**Exercise objective**
Only the text is wanted; write out each record below exactly and exclude all pictures.

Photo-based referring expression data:
****************

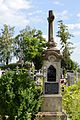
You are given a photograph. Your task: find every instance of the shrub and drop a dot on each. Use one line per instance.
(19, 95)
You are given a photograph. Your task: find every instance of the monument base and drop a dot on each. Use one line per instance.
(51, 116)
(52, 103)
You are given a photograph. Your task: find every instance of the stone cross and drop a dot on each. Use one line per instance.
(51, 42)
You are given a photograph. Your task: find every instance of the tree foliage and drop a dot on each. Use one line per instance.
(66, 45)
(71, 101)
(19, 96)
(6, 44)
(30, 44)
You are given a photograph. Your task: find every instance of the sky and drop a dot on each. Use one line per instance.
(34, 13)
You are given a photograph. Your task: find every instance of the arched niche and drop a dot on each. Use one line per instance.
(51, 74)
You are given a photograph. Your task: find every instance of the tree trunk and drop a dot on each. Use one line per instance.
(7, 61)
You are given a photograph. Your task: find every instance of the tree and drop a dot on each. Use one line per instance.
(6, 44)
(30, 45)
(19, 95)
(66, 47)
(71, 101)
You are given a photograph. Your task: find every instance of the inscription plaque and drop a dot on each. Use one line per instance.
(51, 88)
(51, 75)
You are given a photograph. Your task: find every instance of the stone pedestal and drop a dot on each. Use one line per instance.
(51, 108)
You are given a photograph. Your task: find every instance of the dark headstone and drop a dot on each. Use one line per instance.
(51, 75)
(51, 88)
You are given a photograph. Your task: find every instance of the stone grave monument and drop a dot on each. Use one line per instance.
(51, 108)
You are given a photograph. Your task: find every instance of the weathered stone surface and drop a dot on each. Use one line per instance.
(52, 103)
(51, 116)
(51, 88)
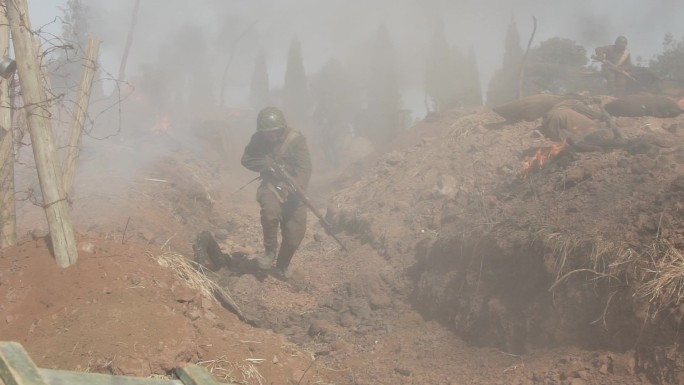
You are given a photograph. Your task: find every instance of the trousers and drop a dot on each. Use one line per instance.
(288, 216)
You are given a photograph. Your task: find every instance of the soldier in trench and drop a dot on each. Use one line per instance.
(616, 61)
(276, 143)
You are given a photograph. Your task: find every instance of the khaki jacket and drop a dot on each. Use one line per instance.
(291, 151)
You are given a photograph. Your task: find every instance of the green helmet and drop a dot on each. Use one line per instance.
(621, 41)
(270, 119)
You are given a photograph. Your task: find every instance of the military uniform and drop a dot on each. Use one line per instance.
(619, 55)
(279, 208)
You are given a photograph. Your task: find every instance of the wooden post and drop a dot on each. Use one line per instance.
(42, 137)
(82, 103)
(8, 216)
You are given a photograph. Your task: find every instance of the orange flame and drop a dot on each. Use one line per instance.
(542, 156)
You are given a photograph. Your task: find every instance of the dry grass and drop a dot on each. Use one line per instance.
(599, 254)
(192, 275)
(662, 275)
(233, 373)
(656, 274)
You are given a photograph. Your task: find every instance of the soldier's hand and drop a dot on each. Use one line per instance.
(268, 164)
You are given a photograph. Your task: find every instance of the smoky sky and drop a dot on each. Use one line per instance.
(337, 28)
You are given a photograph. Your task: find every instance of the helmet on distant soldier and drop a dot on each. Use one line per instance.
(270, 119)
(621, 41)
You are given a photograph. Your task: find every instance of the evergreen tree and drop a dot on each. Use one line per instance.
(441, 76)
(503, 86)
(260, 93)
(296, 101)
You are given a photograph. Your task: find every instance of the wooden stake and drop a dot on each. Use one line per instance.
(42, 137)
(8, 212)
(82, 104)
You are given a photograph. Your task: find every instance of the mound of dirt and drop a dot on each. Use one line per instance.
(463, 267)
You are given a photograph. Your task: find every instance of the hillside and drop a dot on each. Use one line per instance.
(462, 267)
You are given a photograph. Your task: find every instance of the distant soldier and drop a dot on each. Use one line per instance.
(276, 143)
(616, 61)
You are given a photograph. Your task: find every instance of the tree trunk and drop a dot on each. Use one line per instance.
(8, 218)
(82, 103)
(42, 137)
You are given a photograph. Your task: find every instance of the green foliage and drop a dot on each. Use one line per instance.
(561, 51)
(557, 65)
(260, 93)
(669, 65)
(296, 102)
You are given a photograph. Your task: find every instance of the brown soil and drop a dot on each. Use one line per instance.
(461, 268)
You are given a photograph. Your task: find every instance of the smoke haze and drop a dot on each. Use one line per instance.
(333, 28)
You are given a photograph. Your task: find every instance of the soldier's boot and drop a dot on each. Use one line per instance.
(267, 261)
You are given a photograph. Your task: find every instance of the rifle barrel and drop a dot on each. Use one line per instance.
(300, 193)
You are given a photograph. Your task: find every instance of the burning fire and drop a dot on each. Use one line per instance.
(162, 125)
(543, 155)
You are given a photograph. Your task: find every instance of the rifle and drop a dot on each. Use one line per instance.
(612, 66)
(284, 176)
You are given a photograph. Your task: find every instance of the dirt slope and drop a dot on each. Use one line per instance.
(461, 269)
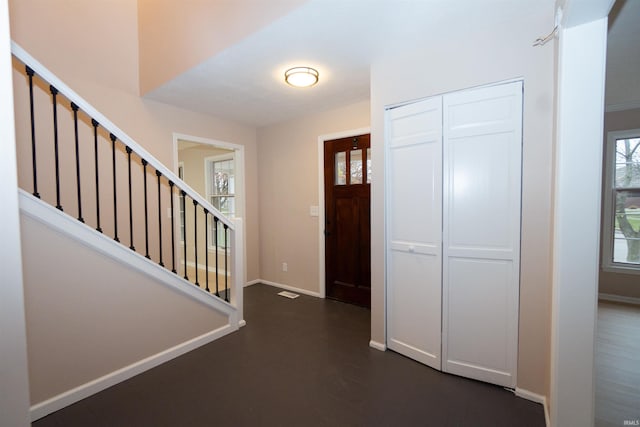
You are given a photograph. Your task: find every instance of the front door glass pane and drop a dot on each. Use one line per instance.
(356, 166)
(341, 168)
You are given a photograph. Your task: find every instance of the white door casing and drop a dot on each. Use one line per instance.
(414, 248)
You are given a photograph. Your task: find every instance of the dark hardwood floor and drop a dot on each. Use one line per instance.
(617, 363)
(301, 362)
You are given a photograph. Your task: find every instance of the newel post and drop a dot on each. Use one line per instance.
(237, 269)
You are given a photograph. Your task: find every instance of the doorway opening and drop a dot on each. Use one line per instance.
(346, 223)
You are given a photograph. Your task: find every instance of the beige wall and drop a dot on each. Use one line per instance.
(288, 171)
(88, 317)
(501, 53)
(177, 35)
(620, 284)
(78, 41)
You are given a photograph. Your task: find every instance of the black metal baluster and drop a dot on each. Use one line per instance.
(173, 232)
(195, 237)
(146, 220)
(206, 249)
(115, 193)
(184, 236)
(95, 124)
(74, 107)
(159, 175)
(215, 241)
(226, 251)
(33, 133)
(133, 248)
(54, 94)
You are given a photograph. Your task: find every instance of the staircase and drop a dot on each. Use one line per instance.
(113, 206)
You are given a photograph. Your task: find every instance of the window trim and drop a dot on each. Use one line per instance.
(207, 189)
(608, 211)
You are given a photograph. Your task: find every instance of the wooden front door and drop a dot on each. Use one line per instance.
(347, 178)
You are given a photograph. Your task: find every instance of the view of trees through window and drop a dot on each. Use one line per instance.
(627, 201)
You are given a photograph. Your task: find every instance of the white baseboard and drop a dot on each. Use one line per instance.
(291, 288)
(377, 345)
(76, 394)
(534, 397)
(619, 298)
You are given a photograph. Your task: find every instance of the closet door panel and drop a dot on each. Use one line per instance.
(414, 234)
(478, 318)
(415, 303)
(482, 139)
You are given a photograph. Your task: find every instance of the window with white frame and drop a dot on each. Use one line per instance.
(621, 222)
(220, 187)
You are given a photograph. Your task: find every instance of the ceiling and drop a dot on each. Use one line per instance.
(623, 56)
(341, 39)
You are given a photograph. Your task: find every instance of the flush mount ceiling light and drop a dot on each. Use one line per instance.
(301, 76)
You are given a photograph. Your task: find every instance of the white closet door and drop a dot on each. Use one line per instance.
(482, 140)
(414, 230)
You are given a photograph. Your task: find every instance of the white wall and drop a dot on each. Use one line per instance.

****************

**Task response**
You are given a photograph. Your task: find every instance of the shrub and drop a dot on each. Use one line per instance.
(19, 95)
You are given a photograph. Your task: find every instance of the monument base and drop a dot on each. Use one line per instance.
(51, 116)
(52, 103)
You are given a photograph. Your task: find every instance of the stone cross and drop a dot on each. Use one line per instance.
(51, 42)
You are given a photograph. Your task: find every instance of the tree foliage and drop a dot on each. Use one line per instance.
(66, 45)
(71, 101)
(19, 96)
(6, 44)
(30, 44)
You are given a photograph. Your task: find every instance of the sky and drop a dot on each. Use one line per instance.
(34, 13)
You are given a photograph. Your task: find every instance of the arched niche and drop a dot on each. Use one line per instance.
(51, 74)
You are given a photograph. Your task: find every instance of the tree trunk and drop a dot on each. Use one line per instance.
(7, 61)
You are given a photograph. Your task: find every instance of the tree and drop a dot on each. Use one line per instance.
(6, 44)
(30, 45)
(19, 95)
(66, 47)
(71, 101)
You are given a photograph. Your task: find every instance of the inscription plaque and drop a dot on each. Use one line per instance.
(51, 88)
(51, 75)
You are given a photograph. Your task: find every instance of the stone pedestal and drop a dot on each. Use one line per instance.
(51, 108)
You are given a photograph. Your task: find every instance of the dark headstone and drop a dot on each. Use one line per instance.
(51, 75)
(51, 88)
You are given a photograph. Your task: find every instance of the stone grave monument and drop a dot on each. Use one line per instance.
(51, 108)
You are given a photograph. Your task: find every instance of the weathered stone surface and drop a dot on each. Use one line per instance.
(52, 103)
(51, 116)
(51, 88)
You are given a photograph. Your task: find every instance of the trousers and drop a dot on each. Use one line per instance.
(288, 216)
You are given a photograph. Your task: find every instance of the soldier in trench and drop a dot on each. Use one line per instance.
(616, 61)
(276, 143)
You are given a photograph. Your task: find every instance of the khaki jacket and drop a dot on each. Use one line per instance.
(291, 151)
You are given a photograph. Your task: find every instance of the green helmet and drop a dot on each. Use one line per instance.
(621, 41)
(270, 119)
You are given a photograph. Your task: find every instance of the military uniform and drop a dot on each. Use one line per instance.
(619, 55)
(279, 208)
You are given a photograph. Your task: find every instance of the wooden post and drop a dot on each. Use one line per instance.
(42, 137)
(82, 103)
(8, 216)
You are given a photograph. Your task: find every instance of the orange flame and drop a dot on each. Use one line per instance.
(542, 156)
You are given a photograph. Your task: find every instance of the dry grass and drop a dot on each. Use one line per instance.
(599, 254)
(192, 275)
(662, 275)
(233, 373)
(656, 274)
You are given a photograph. Your task: find every instance of the soldier's hand and drop a dot on each. Use one line per instance.
(268, 164)
You are given a photograph. Your task: find every instance of the smoky sky and drop a dot on each. Use one line per instance.
(337, 28)
You are given a photograph. Your task: find every instance of the helmet on distant soldier and drop a dot on each. Use one line per instance.
(270, 119)
(621, 41)
You are given a photograph. Your task: find every instance of the evergreen tree and drop a dot on each. Use one line per instance.
(441, 76)
(503, 86)
(260, 93)
(296, 101)
You are given a photograph. Your task: find every instance of the wooden stake and drop a dot on each. Use one line per instance.
(42, 137)
(8, 212)
(82, 104)
You are given a photograph. Your task: find every instance of the mound of dirt and drop a dot on each. Use one line per instance.
(463, 267)
You are given a photograph. Your task: find every instance of the hillside and drop a dot on each. Use one line per instance.
(462, 267)
You are given a photograph. Your task: find every instance of the distant soldier and drop a dot on each. Use one line per instance.
(276, 143)
(616, 61)
You are given a photograph. Your task: find every instance of the tree trunk and drop a dot on each. Use one line per instance.
(8, 218)
(82, 103)
(42, 137)
You are given a photograph. Your task: find every instance of the green foliage and drop a dot on each. Use one line per instance.
(561, 51)
(557, 65)
(260, 93)
(669, 65)
(296, 102)
You are given a photograph. Your task: find every instance of the brown soil and drop a dot on each. Use one line per instance.
(461, 268)
You are given a photograph. Your task: find every instance of the smoke haze and drop a dot on each. Use one line per instance.
(333, 28)
You are given a photograph. Your task: find every instance of the soldier's boot and drop a dot on each. Use one line per instance.
(267, 261)
You are given a photograph. Your task: find every instance of the rifle barrel and drop a dot on each. Use one line per instance.
(300, 193)
You are given a photograph. Your task: find every instance of the burning fire and drop a dot on each. Use one line per instance.
(162, 125)
(543, 155)
You are given a photograph. Your task: find every instance of the rifle and drop a dot on each. Use one line per instance.
(612, 66)
(284, 176)
You are given a photograph. Your task: find every instance of the dirt slope and drop a dot on each. Use one line per instance.
(461, 269)
You are given a photograph. Your task: find every instance of the front door glass pane and drop a dot on each. Use one line per instance.
(356, 166)
(341, 168)
You are given a photograph. Your task: find every instance of the white door casing and drop a dot on each. Use one line per instance.
(414, 248)
You are given a photograph. Your task: find every instance of the dark hardwood floor and drop a dot on each. Use one line per instance.
(617, 363)
(301, 362)
You are given a photograph. Your task: find every instance of the newel post and drop a dot on each. Use one line per instance.
(237, 269)
You are given a photograph. Your task: find every instance of the doorway opening and drop a dot on each. Use one line per instance.
(346, 223)
You are given a photograph. Your task: find every instance of the beige wall and drop a dot on each. Use one line per instance.
(288, 171)
(88, 317)
(501, 53)
(177, 35)
(620, 284)
(78, 41)
You are given a photograph. Your task: find every instance of the black metal baluster and drop a dot on each. Use one line per instance.
(173, 232)
(195, 237)
(146, 220)
(206, 249)
(115, 193)
(184, 236)
(95, 124)
(74, 107)
(159, 175)
(215, 241)
(226, 251)
(33, 133)
(133, 248)
(54, 94)
You are given a photograph. Your task: find every instance of the staircase and drop a dot on each. Use one line per instance.
(113, 206)
You are given a photograph. Your task: find every instance of the window trim and drop a dot on each. Use one line per instance.
(207, 189)
(608, 211)
You are given a photograph. Your task: find every instance of the wooden front door and drop a dot on each. Use one line per instance.
(347, 178)
You are given a photograph. Your task: find every instance of the view of trees through window and drop a dot on each. Use one line per instance.
(627, 201)
You are given a photograph. Your task: find every instance of the white baseboard and drop a dot on each. Use one line per instance.
(291, 288)
(377, 345)
(76, 394)
(534, 397)
(619, 298)
You are given a photograph. Your task: find every instance of the closet door panel and drop a dot on each. Use one line per instance.
(414, 234)
(478, 318)
(415, 303)
(482, 139)
You are given a photograph. Your task: find every instance of the window with white frame and drop a dot on each. Use one line per instance.
(621, 222)
(220, 187)
You are given a photograph. Your task: find every instance of the ceiling and drop a dot on each. Use one line per instance.
(623, 56)
(341, 39)
You are given a photograph. Your task: find every instance of the flush mount ceiling light and drop a dot on each. Use one line per instance.
(301, 76)
You are given a photograph. Your task: find every instance of the white closet door and drop a dot on each. Use one line per instance.
(482, 140)
(414, 230)
You are given a photograph. Your task: find every instance of the white wall and drop a dot on each. Use one line per instance.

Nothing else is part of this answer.